■ **Problema da risolvere**: Metti tutte le righe dei dati in un elenco numerato, tralasciando quelle vuote. Escludi le immagini dalla risposta.
+ + + + + + +
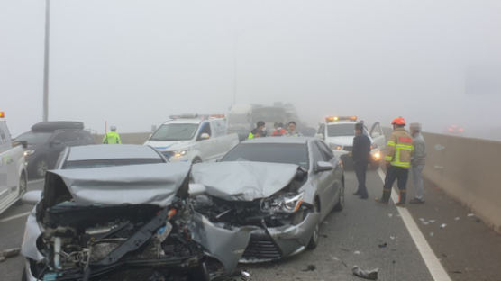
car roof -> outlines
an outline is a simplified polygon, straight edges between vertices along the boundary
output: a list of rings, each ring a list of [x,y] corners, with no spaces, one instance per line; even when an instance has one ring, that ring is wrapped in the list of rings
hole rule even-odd
[[[241,143],[298,143],[306,144],[308,141],[318,140],[312,137],[266,137],[249,139]]]
[[[150,146],[138,144],[96,144],[70,147],[68,161],[159,159],[159,153]]]

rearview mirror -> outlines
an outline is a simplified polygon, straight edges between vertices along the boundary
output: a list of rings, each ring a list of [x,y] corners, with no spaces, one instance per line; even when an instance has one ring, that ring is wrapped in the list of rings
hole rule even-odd
[[[317,172],[317,173],[318,172],[325,172],[325,171],[332,170],[333,168],[334,168],[334,166],[332,166],[332,164],[331,164],[330,162],[318,161],[318,162],[316,162],[314,171]]]
[[[201,184],[189,184],[188,194],[190,197],[201,195],[205,193],[205,186]]]
[[[41,200],[41,190],[28,191],[21,197],[21,202],[31,205],[35,205],[40,200]]]

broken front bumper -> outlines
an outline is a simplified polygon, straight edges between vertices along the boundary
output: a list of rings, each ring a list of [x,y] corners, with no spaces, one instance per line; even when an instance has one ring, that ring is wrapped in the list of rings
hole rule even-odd
[[[320,213],[309,213],[296,225],[257,229],[251,232],[240,262],[265,262],[297,254],[308,245],[317,223]]]

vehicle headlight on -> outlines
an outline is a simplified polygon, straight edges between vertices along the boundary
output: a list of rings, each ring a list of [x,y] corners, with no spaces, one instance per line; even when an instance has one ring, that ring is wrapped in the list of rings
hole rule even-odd
[[[181,158],[187,155],[187,150],[174,151],[174,154],[172,156],[176,158]]]
[[[264,212],[293,213],[301,207],[304,196],[305,192],[301,192],[264,199],[261,202],[261,210]]]

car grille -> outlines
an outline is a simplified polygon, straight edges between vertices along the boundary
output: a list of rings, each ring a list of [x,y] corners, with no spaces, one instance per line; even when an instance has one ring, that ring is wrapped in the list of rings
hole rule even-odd
[[[344,148],[342,148],[342,150],[344,151],[352,151],[353,150],[353,147],[352,146],[345,146]]]
[[[268,234],[256,235],[252,234],[242,258],[246,260],[252,259],[278,259],[282,257],[282,253],[277,244],[271,240]]]
[[[166,159],[170,159],[172,157],[172,155],[174,155],[173,151],[161,151],[161,153],[163,154],[163,156],[165,156]]]

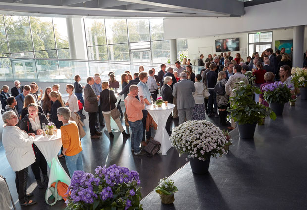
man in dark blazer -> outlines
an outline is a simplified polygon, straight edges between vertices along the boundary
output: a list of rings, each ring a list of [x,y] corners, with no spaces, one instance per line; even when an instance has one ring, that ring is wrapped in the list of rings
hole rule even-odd
[[[187,74],[180,73],[180,82],[174,85],[173,96],[177,99],[177,109],[179,118],[179,124],[187,120],[192,120],[193,108],[195,101],[192,93],[195,92],[194,83],[187,80]]]
[[[174,87],[174,84],[177,83],[177,80],[174,75],[174,69],[172,67],[169,67],[168,69],[167,69],[167,73],[165,74],[164,76],[163,76],[163,80],[162,80],[162,87],[163,87],[164,84],[164,78],[165,77],[171,77],[173,79],[173,82],[172,83],[172,85],[171,85],[171,87],[172,87],[172,88]]]
[[[170,85],[172,85],[173,82],[172,78],[171,77],[165,77],[164,79],[164,85],[163,85],[161,89],[161,95],[163,98],[163,101],[167,101],[169,103],[172,103],[174,99],[174,96],[173,96],[173,89],[171,87]],[[170,123],[172,119],[171,114],[167,118],[166,121],[166,125],[165,126],[165,129],[169,134],[171,134],[170,130]]]
[[[15,80],[14,83],[15,86],[11,89],[11,93],[12,96],[16,97],[16,96],[22,92],[23,86],[20,86],[20,82],[19,80]]]
[[[89,126],[91,138],[98,139],[102,135],[101,132],[98,132],[95,128],[95,119],[96,114],[98,111],[98,101],[99,98],[97,97],[92,85],[95,83],[93,77],[89,77],[86,79],[88,84],[84,87],[84,109],[89,114]]]

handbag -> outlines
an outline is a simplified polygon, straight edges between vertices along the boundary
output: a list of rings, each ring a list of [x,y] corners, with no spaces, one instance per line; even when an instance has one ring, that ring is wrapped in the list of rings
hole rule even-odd
[[[204,97],[205,98],[209,98],[209,96],[210,96],[209,90],[208,90],[208,89],[206,88],[205,84],[204,84],[204,83],[203,83],[203,86],[204,86],[204,91],[203,91],[203,95],[204,96]]]
[[[120,112],[117,109],[117,107],[115,106],[113,109],[111,109],[111,97],[110,96],[110,91],[109,90],[109,102],[110,102],[110,110],[111,110],[111,116],[112,116],[112,118],[113,118],[114,120],[117,119],[120,116]]]

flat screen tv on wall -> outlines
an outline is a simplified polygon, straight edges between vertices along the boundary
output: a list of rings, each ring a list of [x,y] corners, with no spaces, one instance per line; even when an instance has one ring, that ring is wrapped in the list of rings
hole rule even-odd
[[[215,40],[215,51],[239,51],[239,38]]]

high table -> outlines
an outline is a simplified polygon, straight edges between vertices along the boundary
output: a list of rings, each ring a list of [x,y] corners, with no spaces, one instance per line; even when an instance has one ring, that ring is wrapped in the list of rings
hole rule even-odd
[[[161,107],[156,106],[155,108],[154,107],[153,104],[146,106],[146,110],[158,125],[158,129],[154,136],[154,140],[161,143],[160,151],[162,151],[162,155],[166,155],[166,153],[172,147],[169,135],[165,129],[165,125],[167,118],[174,107],[175,105],[169,103],[167,107],[165,106],[165,104],[163,103]]]
[[[57,130],[56,135],[43,135],[35,136],[34,143],[39,148],[45,157],[47,164],[50,168],[48,181],[48,187],[52,183],[58,180],[67,185],[70,184],[70,178],[61,165],[57,155],[62,147],[62,139],[61,138],[61,130]],[[51,191],[48,190],[47,195],[48,197],[52,195]]]

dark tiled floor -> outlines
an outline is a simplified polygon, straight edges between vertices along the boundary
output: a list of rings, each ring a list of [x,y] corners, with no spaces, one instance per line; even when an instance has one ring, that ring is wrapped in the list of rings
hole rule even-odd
+ + + + + + +
■ **Risultato corretto**:
1. car roof -> outlines
2. an outline is a simplified polygon, straight edges between vertices along the boundary
3. output: a list of rings, each ring a list of [x,y] corners, with no spaces, one instance per line; even when an instance has one ring, that ring is wrapped in the list of rings
4. hole rule even-odd
5. [[[241,143],[298,143],[306,144],[308,141],[318,140],[312,137],[266,137],[249,139]]]
6. [[[150,146],[138,144],[96,144],[70,147],[68,161],[159,159],[159,153]]]
7. rearview mirror -> outlines
8. an outline is a simplified polygon, straight edges between vertices along the boundary
9. output: a list of rings, each ring a list of [x,y] corners, with no spaces, one instance per line; even when an instance has one ring, that ring is wrapped in the list of rings
10. hole rule even-odd
11. [[[317,172],[317,173],[318,172],[325,172],[325,171],[332,170],[333,168],[334,168],[334,166],[332,166],[332,164],[331,164],[330,162],[318,161],[318,162],[316,162],[314,171]]]
12. [[[201,184],[189,184],[188,194],[190,197],[201,195],[205,193],[205,186]]]
13. [[[41,200],[41,190],[28,191],[21,197],[21,202],[31,205],[35,205],[40,200]]]
14. broken front bumper -> outlines
15. an outline is a simplified polygon, straight edges between vertices along the boundary
16. output: a list of rings, each ring a list of [x,y] corners, with no spaces, one instance per line; even when an instance has one ring, that ring is wrapped in the list of rings
17. hole rule even-odd
18. [[[320,213],[309,213],[296,225],[257,229],[251,232],[240,262],[265,262],[297,254],[308,245],[317,223]]]
19. vehicle headlight on -> outlines
20. an outline is a simplified polygon, straight edges between vertices along the boundary
21. output: a list of rings, each ring a list of [x,y] corners, with no spaces, one instance per line; even when an instance has one ring, that ring is wrapped in the list of rings
22. hole rule even-odd
23. [[[181,158],[187,155],[187,150],[174,151],[174,154],[172,156],[176,158]]]
24. [[[264,212],[293,213],[301,207],[304,196],[305,192],[301,192],[264,199],[261,202],[261,210]]]
25. car grille -> outlines
26. an outline is a simplified polygon, straight edges between vertices along the boundary
27. output: a list of rings, each ring a list of [x,y] corners, with no spaces, one instance per line; even when an instance has one ring, that ring is wrapped in the list of rings
28. hole rule even-odd
29. [[[344,148],[342,148],[342,150],[344,151],[352,151],[353,150],[353,147],[352,146],[345,146]]]
30. [[[268,234],[256,235],[252,234],[242,258],[246,260],[252,259],[278,259],[282,257],[282,253],[277,244],[271,240]]]
31. [[[166,159],[170,159],[172,157],[172,155],[174,155],[173,151],[161,151],[161,153],[163,154],[163,156],[165,156]]]
32. man in dark blazer -> outlines
33. an outline is a simplified polygon, straight edges between vertices along the boundary
34. output: a list of rings, each ring a list of [x,y] corners, with no spaces, one instance per line; even when an instance has one ring, that ring is wrapped in the list of rings
35. hole rule even-odd
36. [[[187,74],[180,73],[180,82],[174,85],[173,96],[177,99],[177,109],[179,118],[179,124],[187,120],[192,120],[193,108],[195,101],[192,93],[195,92],[194,83],[187,80]]]
37. [[[174,87],[174,84],[177,83],[177,80],[174,75],[174,69],[172,67],[169,67],[168,69],[167,69],[167,73],[165,74],[164,76],[163,76],[163,80],[162,80],[162,87],[163,87],[164,84],[164,78],[165,77],[171,77],[173,79],[173,82],[172,83],[172,85],[171,85],[171,87],[172,87],[172,88]]]
38. [[[170,85],[172,85],[173,82],[172,78],[171,77],[165,77],[164,79],[164,85],[163,85],[161,89],[161,95],[163,98],[163,101],[167,101],[169,103],[172,103],[174,99],[174,96],[173,96],[173,89],[171,87]],[[170,123],[172,119],[171,114],[167,118],[166,121],[166,125],[165,126],[165,129],[169,134],[171,134],[170,130]]]
39. [[[15,80],[14,83],[15,86],[11,89],[11,93],[12,96],[16,97],[16,96],[22,92],[23,86],[20,86],[20,82],[19,80]]]
40. [[[89,126],[91,138],[98,139],[102,135],[101,132],[98,132],[95,128],[95,119],[96,114],[98,111],[98,101],[99,98],[97,97],[92,85],[95,83],[93,77],[89,77],[86,79],[88,84],[84,87],[84,109],[89,114]]]
41. handbag -> outlines
42. an outline is a simplified polygon, straight edges between vertices along the boundary
43. output: a list of rings, each ring a list of [x,y] corners, with no spaces, one instance per line; even when an instance has one ring, that ring is wrapped in the list of rings
44. hole rule even-odd
45. [[[204,97],[205,98],[209,98],[209,96],[210,96],[209,90],[208,90],[208,89],[206,88],[205,84],[204,84],[204,83],[203,83],[203,86],[204,86],[204,91],[203,91],[203,95],[204,96]]]
46. [[[120,112],[117,109],[117,107],[115,106],[113,109],[111,109],[111,97],[110,96],[110,91],[109,90],[109,102],[110,102],[110,110],[111,110],[111,116],[112,116],[112,118],[113,118],[114,120],[117,119],[120,116]]]
47. flat screen tv on wall -> outlines
48. an outline is a simplified polygon, straight edges between vertices along the boundary
49. output: a list of rings, each ring a list of [x,y] corners, with no spaces, one instance per line; even when an instance has one ring, that ring is wrapped in the list of rings
50. hole rule even-odd
51. [[[215,40],[215,51],[239,51],[239,38]]]
52. high table -> outlines
53. an outline is a simplified polygon, straight edges between vertices along the boundary
54. output: a list of rings, each ring a list of [x,y] corners, with no spaces, one instance per line; even when an instance has one ring, that ring is wrapped in the list of rings
55. hole rule even-odd
56. [[[161,107],[156,106],[155,108],[154,107],[153,104],[146,106],[146,110],[158,125],[158,129],[154,136],[154,140],[161,143],[160,151],[162,151],[162,155],[166,155],[166,153],[172,147],[169,135],[165,129],[165,125],[167,118],[174,107],[175,105],[169,103],[167,107],[165,106],[165,104],[163,103]]]
57. [[[57,130],[56,135],[43,135],[35,136],[34,143],[39,148],[45,157],[47,164],[50,168],[48,181],[48,187],[52,183],[58,180],[67,185],[70,184],[70,178],[61,165],[57,155],[62,147],[62,139],[61,138],[61,130]],[[51,191],[48,190],[47,195],[48,197],[52,195]]]
58. dark tiled floor -> outlines
59. an outline is a simplified polygon, straight edges between vertices along the boundary
60. output: a list of rings, each ring a list of [x,y] corners, with no spaces, one instance per line; even when an instance has one ring, that ring is wrapped in the list of rings
61. hole rule even-odd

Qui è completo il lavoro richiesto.